■ **Assignment**: Your output should consist solely of the lines from the one with "Could you please locate the attic" through the end of the records, reproduced exactly, both ends included.

■ **Records for processing**:

★ ★ ★ ★ ★

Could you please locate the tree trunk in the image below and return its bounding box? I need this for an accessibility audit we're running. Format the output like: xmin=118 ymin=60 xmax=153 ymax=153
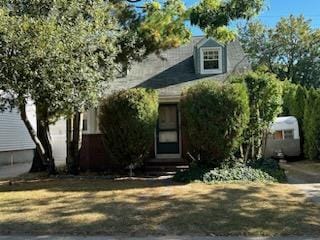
xmin=19 ymin=103 xmax=48 ymax=172
xmin=67 ymin=112 xmax=83 ymax=175
xmin=66 ymin=117 xmax=74 ymax=173
xmin=39 ymin=119 xmax=56 ymax=174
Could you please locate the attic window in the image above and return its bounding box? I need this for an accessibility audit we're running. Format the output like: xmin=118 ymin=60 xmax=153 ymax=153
xmin=200 ymin=47 xmax=222 ymax=74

★ ★ ★ ★ ★

■ **Response to this exercise**:
Could you please locate the attic window in the image above and return its bounding box? I need this for an accessibility audit we're running. Format the output like: xmin=118 ymin=60 xmax=153 ymax=153
xmin=200 ymin=47 xmax=222 ymax=74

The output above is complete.